AIM 1
Using the page about Kara's first Ironman Triathlon, explain why she felt she could not get through the last 13.1 miles.
AIM 2
In the page about Kara's first Ironman Triathlon, how many miles of biking had she completed when the physical toll hit her?

═══ PAGE

Want Power – How to Tap Into Your True Potential
It was 10 hours into the Ironman Triathlon. Kara, a first-time Ironman Triathlete, felt so close to the finish yet she still had so far to go.
She had completed the 2.4 miles of swimming, the 112 miles of biking and half of the 26.2 miles of running. So much done, but she still had another 13.1 miles of pavement in front of her.
It was then that the physical toll of the event hit her. Her shoulders were aching, the blisters on her feet were excruciating, and her legs felt completely hollow. She felt like there was no way she could make it through the last 13.1 miles.
Yet, she kept running. She kept putting one foot in front of the other. Every time an idea popped into her head that she just couldn’t do this. She would immediately tell herself, “You are doing this”.
As she continued to run she began to imagine crossing the finish line.
She imagined the people cheering. She imagined the happiness that would come from embracing her family when she was done. And she imagined the sense of pride that she was going to feel knowing that she had completed one of the hardest tests of physical fitness on the planet.
With those thoughts in her mind, despite all of the physical pain she was feeling, Kara made it all the way to the finish line. [1]
WHAT KEPT KARA GOING?
Kara’s body was completely fatigued. She ached from head to toe, her muscles felt hollow and it seemed as if she had no energy left.
Yet she continued to push on. Not for a short stretch, but for an entire 13.1 miles! For over 2 full hours she had to tell her body to keep going – despite every physical instinct telling her “for the love of God stop!”

══════
═══ DATA ROWS

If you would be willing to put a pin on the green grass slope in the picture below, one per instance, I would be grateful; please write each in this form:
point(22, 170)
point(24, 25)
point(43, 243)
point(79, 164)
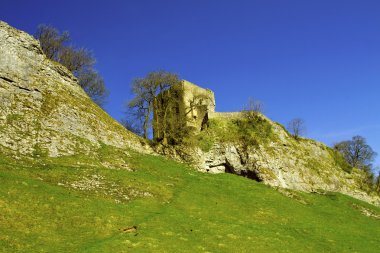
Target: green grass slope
point(96, 204)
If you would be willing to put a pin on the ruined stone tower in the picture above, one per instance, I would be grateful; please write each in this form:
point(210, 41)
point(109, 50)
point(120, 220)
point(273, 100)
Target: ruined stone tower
point(185, 105)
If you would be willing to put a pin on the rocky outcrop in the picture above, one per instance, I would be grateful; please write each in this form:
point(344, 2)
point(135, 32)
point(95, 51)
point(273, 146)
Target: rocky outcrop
point(277, 159)
point(43, 110)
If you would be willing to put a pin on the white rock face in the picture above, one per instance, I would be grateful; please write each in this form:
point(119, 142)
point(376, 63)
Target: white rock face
point(43, 110)
point(304, 165)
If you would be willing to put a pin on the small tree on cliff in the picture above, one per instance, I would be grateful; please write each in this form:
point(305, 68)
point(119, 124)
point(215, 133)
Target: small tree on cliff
point(146, 91)
point(252, 109)
point(297, 127)
point(79, 61)
point(356, 152)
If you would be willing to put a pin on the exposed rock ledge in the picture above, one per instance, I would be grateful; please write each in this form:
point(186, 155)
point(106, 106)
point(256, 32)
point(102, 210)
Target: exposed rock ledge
point(43, 110)
point(304, 165)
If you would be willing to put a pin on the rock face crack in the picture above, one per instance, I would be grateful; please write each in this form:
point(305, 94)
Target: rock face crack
point(7, 79)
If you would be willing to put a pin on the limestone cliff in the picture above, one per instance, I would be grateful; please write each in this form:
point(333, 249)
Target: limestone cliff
point(264, 151)
point(43, 110)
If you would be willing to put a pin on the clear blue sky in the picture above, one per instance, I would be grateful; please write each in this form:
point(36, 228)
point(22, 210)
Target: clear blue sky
point(318, 60)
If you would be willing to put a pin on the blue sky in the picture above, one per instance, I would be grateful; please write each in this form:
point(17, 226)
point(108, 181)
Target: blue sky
point(318, 60)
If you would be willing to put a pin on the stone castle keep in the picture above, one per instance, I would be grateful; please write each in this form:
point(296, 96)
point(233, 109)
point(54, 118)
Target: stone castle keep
point(185, 102)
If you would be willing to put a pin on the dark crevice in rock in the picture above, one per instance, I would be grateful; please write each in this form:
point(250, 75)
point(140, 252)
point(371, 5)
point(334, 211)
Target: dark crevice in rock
point(7, 79)
point(244, 173)
point(251, 175)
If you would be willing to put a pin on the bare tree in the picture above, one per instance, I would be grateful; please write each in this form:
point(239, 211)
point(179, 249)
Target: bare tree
point(356, 152)
point(79, 61)
point(51, 40)
point(133, 125)
point(297, 127)
point(146, 91)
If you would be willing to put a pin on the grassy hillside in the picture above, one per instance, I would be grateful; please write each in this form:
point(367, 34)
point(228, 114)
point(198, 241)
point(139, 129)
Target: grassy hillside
point(84, 204)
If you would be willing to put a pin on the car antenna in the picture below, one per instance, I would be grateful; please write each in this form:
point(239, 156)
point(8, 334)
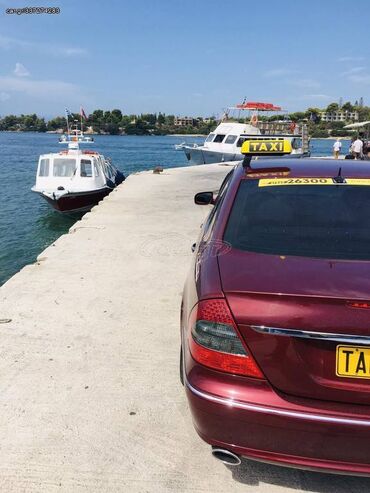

══════

TASK RESULT 1
The physical toll of the event hit her at that point. Her shoulders ached, the blisters on her feet were excruciating, and her legs felt completely hollow.

TASK RESULT 2
She had completed 112 miles of biking.